Collected data entries
▬▬▬
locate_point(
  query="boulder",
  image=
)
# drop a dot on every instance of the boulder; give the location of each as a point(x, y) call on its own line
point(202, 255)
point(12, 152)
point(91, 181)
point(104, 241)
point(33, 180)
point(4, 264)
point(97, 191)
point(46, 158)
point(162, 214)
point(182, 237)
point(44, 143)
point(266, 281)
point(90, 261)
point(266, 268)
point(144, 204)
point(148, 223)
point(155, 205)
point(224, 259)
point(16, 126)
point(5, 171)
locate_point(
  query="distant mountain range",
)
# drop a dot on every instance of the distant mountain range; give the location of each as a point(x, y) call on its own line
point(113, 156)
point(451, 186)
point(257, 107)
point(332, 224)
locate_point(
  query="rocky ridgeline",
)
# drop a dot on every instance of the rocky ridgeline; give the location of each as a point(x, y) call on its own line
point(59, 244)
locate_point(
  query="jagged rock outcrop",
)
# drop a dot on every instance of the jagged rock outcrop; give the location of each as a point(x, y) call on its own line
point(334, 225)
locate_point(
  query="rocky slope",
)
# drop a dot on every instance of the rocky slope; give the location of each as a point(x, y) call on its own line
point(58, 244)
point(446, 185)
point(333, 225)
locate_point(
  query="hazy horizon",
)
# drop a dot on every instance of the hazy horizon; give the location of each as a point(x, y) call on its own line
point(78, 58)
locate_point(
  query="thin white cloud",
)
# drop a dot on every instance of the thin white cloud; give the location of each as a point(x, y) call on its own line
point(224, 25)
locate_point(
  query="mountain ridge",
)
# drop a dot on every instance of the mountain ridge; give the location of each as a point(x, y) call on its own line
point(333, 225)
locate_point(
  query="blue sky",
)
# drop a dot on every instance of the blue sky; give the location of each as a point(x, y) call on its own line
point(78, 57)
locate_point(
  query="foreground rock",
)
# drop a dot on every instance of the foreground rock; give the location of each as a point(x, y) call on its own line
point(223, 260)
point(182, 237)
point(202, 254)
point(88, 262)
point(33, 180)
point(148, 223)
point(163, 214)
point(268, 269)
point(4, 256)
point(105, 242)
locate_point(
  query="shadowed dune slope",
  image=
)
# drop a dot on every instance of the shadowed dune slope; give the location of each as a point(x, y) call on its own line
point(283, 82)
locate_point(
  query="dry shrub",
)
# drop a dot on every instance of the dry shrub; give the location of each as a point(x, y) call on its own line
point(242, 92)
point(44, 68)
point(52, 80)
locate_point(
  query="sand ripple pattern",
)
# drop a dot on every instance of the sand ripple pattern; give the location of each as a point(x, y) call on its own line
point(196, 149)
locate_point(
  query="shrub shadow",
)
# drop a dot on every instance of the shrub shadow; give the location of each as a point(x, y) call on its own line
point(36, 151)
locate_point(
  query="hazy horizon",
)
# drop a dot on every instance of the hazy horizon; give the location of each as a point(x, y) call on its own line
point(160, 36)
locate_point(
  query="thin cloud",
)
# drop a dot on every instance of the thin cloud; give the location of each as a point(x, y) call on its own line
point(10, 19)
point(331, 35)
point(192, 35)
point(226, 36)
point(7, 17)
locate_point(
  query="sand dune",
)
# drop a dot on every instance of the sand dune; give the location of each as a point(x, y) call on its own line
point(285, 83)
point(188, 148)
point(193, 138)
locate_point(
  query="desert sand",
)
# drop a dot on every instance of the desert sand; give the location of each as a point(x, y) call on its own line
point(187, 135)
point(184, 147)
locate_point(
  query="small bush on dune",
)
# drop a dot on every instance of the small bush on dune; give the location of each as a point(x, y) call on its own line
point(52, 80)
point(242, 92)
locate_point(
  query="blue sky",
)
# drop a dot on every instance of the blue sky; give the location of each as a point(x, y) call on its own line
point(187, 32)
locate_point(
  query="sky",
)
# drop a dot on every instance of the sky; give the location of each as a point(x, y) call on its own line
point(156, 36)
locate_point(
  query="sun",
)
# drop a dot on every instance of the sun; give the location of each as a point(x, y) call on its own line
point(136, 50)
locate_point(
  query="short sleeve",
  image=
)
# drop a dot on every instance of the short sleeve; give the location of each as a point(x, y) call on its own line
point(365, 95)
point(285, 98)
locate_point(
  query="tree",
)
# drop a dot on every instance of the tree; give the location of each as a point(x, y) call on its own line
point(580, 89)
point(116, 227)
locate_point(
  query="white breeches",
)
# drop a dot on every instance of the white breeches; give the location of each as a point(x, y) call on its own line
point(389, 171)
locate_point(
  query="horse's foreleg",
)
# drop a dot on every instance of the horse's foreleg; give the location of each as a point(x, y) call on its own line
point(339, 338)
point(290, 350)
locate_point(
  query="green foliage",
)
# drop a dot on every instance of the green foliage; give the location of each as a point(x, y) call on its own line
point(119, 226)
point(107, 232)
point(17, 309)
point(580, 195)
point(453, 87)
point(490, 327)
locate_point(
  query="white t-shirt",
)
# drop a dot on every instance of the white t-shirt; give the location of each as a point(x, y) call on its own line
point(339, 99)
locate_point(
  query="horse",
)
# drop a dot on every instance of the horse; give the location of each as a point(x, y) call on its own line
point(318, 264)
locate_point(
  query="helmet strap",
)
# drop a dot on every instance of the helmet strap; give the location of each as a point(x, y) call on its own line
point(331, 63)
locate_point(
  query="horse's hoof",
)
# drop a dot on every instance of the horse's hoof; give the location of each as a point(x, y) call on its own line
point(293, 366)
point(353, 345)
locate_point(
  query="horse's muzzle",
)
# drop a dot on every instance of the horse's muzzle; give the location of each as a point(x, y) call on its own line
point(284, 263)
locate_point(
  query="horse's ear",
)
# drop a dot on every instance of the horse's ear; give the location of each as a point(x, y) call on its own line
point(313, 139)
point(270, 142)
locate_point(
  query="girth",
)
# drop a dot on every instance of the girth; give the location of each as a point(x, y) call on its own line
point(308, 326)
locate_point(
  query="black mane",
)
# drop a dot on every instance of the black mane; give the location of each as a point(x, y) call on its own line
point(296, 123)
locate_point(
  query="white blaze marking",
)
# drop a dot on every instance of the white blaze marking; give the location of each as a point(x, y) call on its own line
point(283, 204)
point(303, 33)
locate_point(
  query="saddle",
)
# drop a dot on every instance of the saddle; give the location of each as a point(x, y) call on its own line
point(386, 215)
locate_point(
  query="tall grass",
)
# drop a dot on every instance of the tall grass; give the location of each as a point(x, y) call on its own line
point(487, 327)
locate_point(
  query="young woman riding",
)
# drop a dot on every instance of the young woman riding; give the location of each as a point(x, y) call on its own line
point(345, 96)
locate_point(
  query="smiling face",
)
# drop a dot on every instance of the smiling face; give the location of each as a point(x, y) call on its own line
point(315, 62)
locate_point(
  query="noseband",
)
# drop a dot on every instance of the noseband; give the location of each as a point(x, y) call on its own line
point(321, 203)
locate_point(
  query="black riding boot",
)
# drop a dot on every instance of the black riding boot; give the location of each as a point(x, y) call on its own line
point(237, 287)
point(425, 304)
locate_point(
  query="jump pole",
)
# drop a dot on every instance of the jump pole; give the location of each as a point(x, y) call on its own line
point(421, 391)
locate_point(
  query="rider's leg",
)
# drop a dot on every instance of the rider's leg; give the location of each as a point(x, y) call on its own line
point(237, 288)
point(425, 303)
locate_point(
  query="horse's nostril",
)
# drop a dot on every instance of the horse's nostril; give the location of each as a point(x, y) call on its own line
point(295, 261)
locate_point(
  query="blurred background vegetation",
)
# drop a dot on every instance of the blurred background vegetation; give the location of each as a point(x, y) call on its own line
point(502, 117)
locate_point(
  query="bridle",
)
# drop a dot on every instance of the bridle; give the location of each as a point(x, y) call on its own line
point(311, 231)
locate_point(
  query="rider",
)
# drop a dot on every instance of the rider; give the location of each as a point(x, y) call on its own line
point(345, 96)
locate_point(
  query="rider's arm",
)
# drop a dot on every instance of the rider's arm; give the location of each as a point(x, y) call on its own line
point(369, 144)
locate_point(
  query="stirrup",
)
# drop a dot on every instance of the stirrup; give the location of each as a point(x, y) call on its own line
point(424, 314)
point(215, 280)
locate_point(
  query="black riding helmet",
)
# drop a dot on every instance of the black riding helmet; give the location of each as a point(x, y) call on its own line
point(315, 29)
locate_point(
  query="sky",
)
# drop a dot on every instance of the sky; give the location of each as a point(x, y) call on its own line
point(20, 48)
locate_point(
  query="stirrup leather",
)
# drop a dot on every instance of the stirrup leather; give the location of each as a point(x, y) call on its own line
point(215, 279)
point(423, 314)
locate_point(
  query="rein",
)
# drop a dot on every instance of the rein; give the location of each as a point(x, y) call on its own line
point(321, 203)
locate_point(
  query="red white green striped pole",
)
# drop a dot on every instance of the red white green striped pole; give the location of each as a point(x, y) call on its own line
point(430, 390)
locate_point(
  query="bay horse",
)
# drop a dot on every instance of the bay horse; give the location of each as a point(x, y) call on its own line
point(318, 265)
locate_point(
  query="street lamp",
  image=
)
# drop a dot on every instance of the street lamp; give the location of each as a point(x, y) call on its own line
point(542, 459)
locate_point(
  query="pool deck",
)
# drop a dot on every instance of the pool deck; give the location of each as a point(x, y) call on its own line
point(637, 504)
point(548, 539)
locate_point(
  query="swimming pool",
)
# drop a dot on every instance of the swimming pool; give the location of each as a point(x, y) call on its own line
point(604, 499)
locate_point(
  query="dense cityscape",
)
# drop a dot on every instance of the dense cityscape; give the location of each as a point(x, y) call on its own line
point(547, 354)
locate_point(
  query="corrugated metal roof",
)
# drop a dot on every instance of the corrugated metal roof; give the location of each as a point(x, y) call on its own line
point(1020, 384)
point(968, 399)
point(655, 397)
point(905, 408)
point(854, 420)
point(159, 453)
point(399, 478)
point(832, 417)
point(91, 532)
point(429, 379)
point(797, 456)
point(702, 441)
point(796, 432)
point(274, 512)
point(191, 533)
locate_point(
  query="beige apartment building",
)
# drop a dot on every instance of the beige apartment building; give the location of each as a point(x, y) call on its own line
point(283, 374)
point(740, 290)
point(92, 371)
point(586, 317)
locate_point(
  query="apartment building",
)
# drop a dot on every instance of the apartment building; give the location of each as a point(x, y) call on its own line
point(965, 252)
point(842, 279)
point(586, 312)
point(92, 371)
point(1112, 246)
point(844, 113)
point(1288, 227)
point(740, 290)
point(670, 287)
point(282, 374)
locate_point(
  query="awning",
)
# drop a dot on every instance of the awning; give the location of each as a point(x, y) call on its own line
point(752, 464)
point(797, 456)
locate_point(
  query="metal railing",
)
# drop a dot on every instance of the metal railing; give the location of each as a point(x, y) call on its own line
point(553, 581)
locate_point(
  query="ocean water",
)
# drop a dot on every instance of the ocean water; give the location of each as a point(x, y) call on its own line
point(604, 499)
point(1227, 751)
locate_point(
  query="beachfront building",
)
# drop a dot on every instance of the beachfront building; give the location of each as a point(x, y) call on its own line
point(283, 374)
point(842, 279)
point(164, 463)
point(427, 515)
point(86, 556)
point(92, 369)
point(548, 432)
▬▬▬
TASK GOAL
Set down exactly the line that holds "# drop a dot on every instance of the awning;" and all lines after it to the end of the data.

ANSWER SECTION
# drop a dot on every instance of the awning; give the location of each as a point(x, y) call on its own line
point(752, 464)
point(797, 456)
locate_point(
  query="metal railing",
)
# drop a dot on every instance of the metal railing; give the location of each as a point(x, y) call on its own line
point(553, 581)
locate_point(
  query="ocean water",
)
# drop a dot on every instance of the ocean water; give the location of each as a point(x, y) call on its own line
point(604, 499)
point(1227, 751)
locate_point(
  query="beachfront building",
)
# drop a dot on every instance of the beachfront building; give the location of each as a point(x, y) call on its own line
point(283, 374)
point(842, 279)
point(164, 463)
point(427, 515)
point(86, 556)
point(92, 369)
point(548, 432)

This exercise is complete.